→ Exercise brief:
Pull out every line of the records below that contains the word "stone".

→ Material supplied:
+===+
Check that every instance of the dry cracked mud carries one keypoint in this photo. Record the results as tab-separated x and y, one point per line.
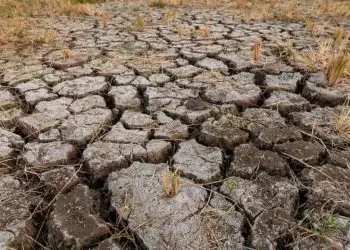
86	138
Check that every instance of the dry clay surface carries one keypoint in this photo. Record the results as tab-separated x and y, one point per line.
88	132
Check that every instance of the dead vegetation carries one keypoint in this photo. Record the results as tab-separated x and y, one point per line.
21	21
329	57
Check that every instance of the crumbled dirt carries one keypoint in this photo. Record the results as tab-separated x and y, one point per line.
96	128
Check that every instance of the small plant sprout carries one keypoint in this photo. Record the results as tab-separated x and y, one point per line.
140	23
337	67
206	31
67	53
171	183
256	49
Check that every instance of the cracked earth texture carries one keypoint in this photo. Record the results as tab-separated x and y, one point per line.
86	138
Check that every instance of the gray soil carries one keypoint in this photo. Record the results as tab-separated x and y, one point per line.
85	141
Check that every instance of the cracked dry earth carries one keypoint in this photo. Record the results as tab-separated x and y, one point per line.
86	138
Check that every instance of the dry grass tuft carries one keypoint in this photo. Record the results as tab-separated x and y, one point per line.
171	183
337	67
329	57
339	34
22	20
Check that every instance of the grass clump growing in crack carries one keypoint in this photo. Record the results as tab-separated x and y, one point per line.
337	67
171	183
140	23
326	56
256	51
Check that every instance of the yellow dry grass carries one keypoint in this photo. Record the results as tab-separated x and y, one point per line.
328	56
21	21
342	124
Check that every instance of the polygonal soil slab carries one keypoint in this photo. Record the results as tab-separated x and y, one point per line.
213	65
225	132
194	111
270	136
135	120
270	200
7	100
81	87
108	244
107	66
198	162
44	155
249	161
60	180
63	59
138	197
17	225
174	130
284	81
125	97
9	118
119	134
328	186
74	221
186	71
170	90
238	90
286	102
34	96
55	109
102	158
86	103
84	127
22	73
302	152
10	143
258	119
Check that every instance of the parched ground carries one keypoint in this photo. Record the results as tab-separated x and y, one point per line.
91	127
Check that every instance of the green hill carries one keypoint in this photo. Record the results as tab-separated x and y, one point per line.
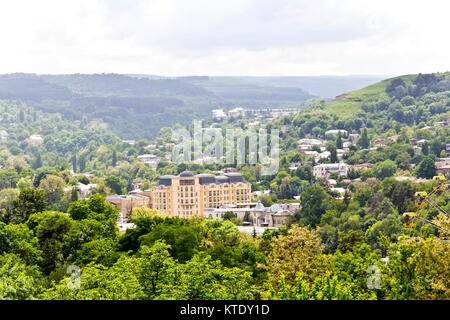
348	104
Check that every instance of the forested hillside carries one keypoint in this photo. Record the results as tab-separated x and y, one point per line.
137	107
331	246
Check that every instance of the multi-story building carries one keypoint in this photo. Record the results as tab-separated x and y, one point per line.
126	203
275	216
324	170
187	194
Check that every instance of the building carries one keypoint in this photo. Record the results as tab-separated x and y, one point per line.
3	135
218	114
353	137
150	159
126	203
275	216
336	132
187	195
324	170
236	112
35	139
309	141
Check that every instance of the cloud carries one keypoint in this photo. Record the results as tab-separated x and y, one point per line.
233	37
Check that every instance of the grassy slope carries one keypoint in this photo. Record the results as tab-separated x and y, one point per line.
349	104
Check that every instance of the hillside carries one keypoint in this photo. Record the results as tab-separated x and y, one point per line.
322	86
135	107
348	104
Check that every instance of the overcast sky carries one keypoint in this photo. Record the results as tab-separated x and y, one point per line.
227	37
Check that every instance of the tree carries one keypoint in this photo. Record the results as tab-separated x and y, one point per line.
363	141
74	163
229	215
17	280
333	155
314	203
157	268
115	184
323	287
74	195
21	116
300	250
339	141
142	212
349	240
114	158
37	163
29	201
384	169
426	169
51	232
53	187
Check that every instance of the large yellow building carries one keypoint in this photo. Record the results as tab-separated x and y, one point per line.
187	194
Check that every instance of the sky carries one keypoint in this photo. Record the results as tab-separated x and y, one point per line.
225	38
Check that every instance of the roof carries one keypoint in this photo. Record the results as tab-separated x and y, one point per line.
186	174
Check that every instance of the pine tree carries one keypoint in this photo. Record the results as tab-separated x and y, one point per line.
339	141
74	194
37	162
82	163
363	141
114	158
74	163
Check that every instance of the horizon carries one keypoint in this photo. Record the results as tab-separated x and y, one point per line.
236	38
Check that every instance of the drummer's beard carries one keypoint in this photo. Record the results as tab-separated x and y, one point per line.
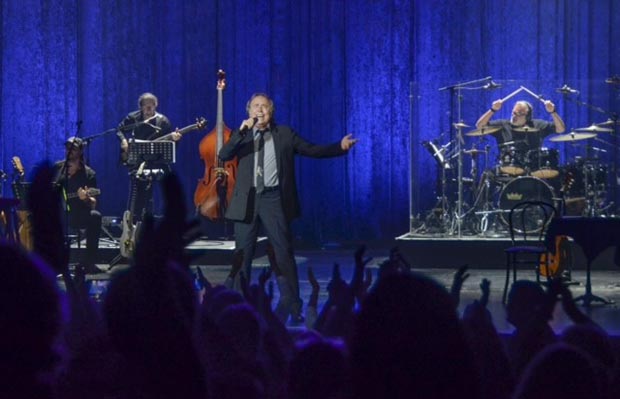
518	120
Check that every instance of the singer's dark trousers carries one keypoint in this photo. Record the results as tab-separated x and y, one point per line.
268	213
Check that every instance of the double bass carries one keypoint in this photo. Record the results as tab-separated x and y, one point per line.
214	190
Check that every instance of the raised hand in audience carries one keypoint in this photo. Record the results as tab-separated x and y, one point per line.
311	309
558	290
236	264
457	283
336	317
357	281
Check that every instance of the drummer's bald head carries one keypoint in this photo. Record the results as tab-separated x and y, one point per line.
529	107
144	97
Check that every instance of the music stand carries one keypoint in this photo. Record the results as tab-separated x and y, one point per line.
21	190
150	157
153	153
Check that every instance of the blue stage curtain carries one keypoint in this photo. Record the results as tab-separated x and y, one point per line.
332	67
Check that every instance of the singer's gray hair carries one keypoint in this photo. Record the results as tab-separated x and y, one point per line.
272	107
147	96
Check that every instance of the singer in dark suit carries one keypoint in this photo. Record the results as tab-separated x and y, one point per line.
265	192
143	124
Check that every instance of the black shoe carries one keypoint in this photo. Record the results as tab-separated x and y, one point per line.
88	268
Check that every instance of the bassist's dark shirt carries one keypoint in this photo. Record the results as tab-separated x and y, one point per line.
79	211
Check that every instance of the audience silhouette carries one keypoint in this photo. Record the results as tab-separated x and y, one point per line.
153	334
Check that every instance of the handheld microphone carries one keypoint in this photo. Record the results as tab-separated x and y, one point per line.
245	128
614	80
567	90
491	86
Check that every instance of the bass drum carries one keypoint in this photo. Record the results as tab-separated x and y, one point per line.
525	188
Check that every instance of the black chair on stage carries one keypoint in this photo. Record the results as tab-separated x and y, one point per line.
593	235
527	224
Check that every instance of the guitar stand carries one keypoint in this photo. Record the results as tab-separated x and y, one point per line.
588	297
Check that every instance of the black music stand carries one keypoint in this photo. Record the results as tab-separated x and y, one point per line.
593	235
147	158
153	153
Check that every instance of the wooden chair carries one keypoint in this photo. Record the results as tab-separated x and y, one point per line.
527	224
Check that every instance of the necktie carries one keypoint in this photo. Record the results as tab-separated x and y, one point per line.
260	172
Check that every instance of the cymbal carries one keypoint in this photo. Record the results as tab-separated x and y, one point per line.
474	151
525	129
572	136
594	129
483	131
609	122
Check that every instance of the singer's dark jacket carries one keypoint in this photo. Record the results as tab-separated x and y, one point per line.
143	131
287	144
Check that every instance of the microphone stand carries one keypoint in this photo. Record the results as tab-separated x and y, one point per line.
456	91
65	185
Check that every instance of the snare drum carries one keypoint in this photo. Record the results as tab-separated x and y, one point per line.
543	163
512	161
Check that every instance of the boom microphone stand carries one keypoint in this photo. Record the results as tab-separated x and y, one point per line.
456	92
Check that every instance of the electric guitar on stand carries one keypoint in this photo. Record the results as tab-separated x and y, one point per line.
128	236
23	214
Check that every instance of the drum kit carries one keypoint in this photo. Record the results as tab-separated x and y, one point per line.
579	186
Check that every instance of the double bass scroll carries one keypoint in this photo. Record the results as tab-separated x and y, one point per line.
214	191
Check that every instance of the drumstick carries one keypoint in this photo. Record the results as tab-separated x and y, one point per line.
542	100
514	93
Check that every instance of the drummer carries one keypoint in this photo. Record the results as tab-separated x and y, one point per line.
522	129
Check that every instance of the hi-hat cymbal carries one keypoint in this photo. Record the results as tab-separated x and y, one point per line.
572	136
525	129
594	129
474	151
608	123
483	131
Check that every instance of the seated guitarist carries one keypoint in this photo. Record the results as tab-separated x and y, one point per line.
79	185
143	124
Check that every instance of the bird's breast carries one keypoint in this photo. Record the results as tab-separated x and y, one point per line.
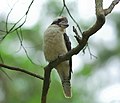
54	44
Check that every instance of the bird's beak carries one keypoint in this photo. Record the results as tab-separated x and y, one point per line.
64	24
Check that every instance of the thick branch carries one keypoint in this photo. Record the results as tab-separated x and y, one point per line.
21	70
111	7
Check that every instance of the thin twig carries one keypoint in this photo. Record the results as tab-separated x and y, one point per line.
72	16
12	29
22	70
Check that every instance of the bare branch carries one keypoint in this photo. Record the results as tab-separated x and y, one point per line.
72	16
111	7
14	28
99	22
22	70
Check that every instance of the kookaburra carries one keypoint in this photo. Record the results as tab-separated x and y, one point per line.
56	43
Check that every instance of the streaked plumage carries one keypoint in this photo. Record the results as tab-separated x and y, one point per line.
56	43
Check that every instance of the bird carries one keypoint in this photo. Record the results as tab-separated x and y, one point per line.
56	44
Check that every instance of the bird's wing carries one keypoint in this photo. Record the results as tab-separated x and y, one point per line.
68	45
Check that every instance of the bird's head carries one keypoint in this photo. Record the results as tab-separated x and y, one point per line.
61	22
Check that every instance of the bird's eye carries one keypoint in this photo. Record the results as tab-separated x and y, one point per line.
59	20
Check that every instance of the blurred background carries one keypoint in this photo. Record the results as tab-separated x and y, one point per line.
95	79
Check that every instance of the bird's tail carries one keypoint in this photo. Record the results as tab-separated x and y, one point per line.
67	88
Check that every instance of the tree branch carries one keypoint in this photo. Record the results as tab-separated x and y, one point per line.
111	7
100	20
22	70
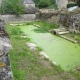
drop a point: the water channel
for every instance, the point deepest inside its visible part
(63, 52)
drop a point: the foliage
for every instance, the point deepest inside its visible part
(15, 31)
(29, 65)
(44, 3)
(71, 4)
(12, 7)
(78, 3)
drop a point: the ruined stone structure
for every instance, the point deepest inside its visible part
(71, 20)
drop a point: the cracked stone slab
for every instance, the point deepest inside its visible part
(6, 71)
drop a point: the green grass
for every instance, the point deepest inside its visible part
(27, 64)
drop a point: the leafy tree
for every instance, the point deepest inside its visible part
(12, 7)
(44, 3)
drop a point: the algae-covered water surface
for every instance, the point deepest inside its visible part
(63, 52)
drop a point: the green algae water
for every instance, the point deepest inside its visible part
(63, 52)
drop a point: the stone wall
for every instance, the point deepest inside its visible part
(49, 15)
(21, 18)
(71, 21)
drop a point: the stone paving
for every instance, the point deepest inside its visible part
(6, 72)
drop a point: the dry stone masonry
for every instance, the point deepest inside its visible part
(71, 20)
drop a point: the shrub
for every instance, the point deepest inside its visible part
(43, 3)
(71, 4)
(12, 7)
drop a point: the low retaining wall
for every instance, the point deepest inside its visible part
(20, 18)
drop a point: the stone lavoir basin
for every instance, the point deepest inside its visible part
(63, 52)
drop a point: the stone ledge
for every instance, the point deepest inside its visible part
(6, 72)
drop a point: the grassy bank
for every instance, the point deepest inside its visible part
(29, 65)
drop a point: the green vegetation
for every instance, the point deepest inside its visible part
(71, 4)
(12, 7)
(29, 65)
(51, 4)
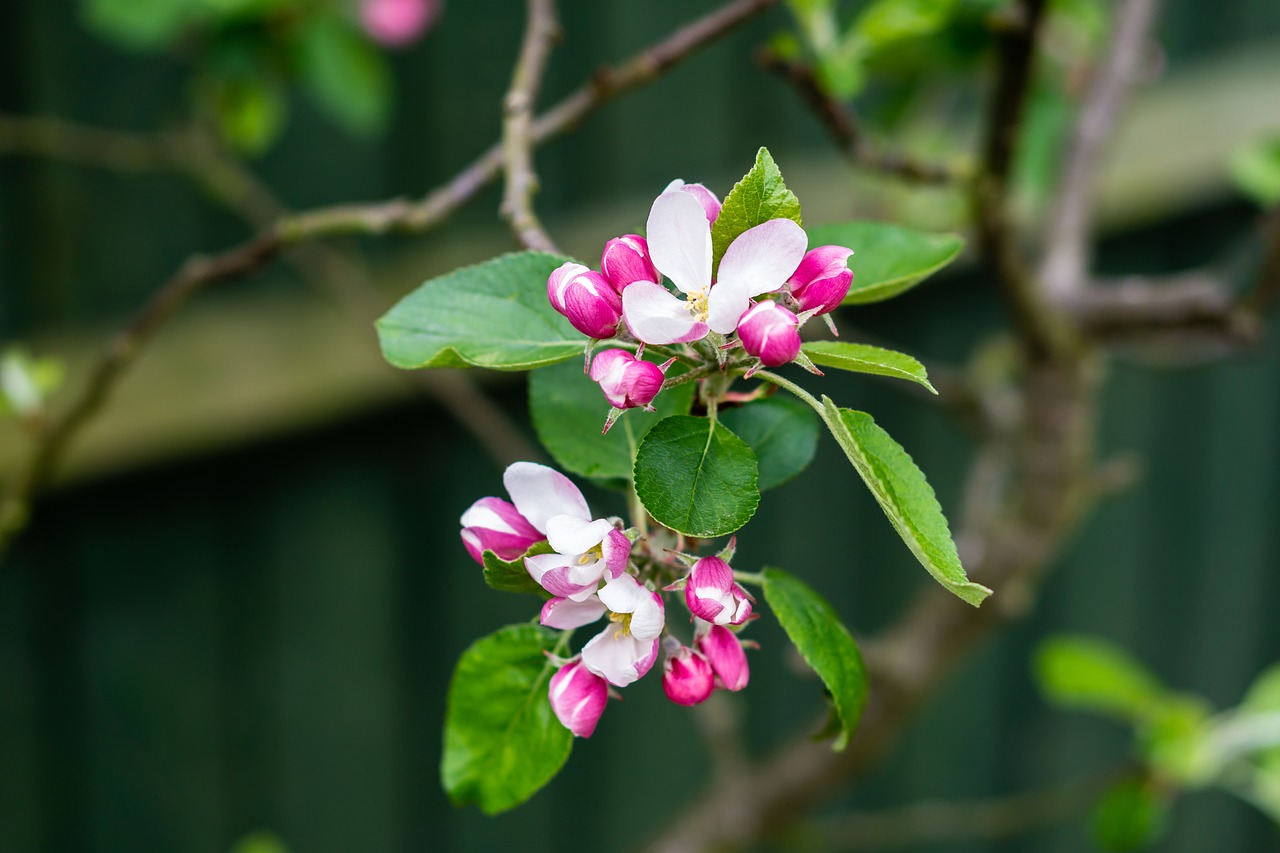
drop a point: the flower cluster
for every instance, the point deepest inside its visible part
(766, 287)
(590, 573)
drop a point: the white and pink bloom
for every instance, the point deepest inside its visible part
(822, 281)
(771, 333)
(723, 651)
(577, 697)
(590, 302)
(713, 596)
(627, 382)
(686, 675)
(680, 245)
(629, 644)
(625, 260)
(493, 524)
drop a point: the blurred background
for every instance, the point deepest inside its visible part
(241, 605)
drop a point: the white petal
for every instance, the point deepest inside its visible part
(540, 493)
(680, 241)
(657, 316)
(574, 536)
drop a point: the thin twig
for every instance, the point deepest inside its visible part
(517, 140)
(842, 126)
(200, 272)
(1066, 243)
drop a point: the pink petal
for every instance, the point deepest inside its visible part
(680, 241)
(657, 316)
(540, 493)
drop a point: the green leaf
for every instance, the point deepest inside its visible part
(344, 74)
(887, 260)
(905, 496)
(490, 315)
(512, 576)
(696, 477)
(568, 413)
(1130, 815)
(862, 357)
(1092, 674)
(758, 197)
(782, 433)
(502, 740)
(823, 642)
(1256, 170)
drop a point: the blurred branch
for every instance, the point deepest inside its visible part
(1066, 246)
(846, 131)
(288, 231)
(933, 821)
(517, 141)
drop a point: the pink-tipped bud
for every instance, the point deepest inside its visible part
(577, 698)
(397, 22)
(713, 596)
(493, 524)
(723, 651)
(626, 260)
(627, 382)
(822, 279)
(586, 299)
(771, 333)
(686, 676)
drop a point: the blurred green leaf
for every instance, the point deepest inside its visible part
(696, 477)
(502, 740)
(346, 76)
(823, 642)
(1092, 674)
(490, 315)
(568, 413)
(1256, 170)
(1129, 816)
(759, 196)
(887, 260)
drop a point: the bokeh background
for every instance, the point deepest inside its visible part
(240, 609)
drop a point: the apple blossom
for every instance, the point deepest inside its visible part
(629, 646)
(577, 697)
(771, 333)
(723, 651)
(592, 305)
(713, 596)
(686, 676)
(493, 524)
(680, 243)
(627, 382)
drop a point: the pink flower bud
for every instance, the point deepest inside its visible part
(771, 333)
(577, 697)
(397, 22)
(626, 260)
(492, 524)
(627, 382)
(586, 299)
(712, 594)
(723, 651)
(686, 676)
(822, 279)
(705, 197)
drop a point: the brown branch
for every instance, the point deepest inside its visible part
(1041, 331)
(199, 273)
(1066, 245)
(517, 138)
(845, 129)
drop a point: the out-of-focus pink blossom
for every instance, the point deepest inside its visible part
(771, 333)
(397, 23)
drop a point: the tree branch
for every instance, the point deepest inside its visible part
(1066, 245)
(517, 140)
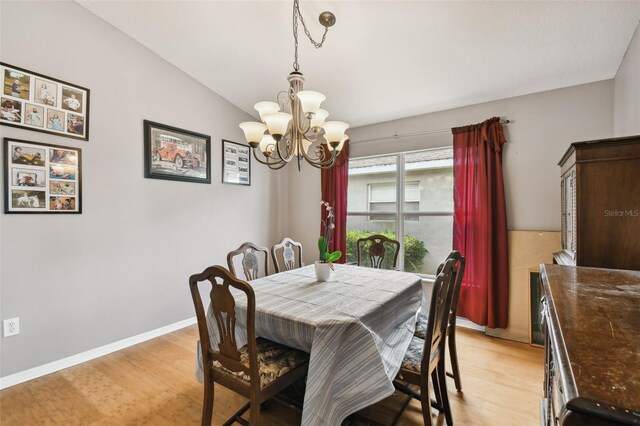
+===+
→ Exercise solution:
drop a point: the ruined stone structure
drop a point: the cracked stone slab
drop a point: the stone wall
drop a point: the stone paving
drop a point: the dry stone masonry
drop a point: the stone lavoir basin
drop a point: the stone ledge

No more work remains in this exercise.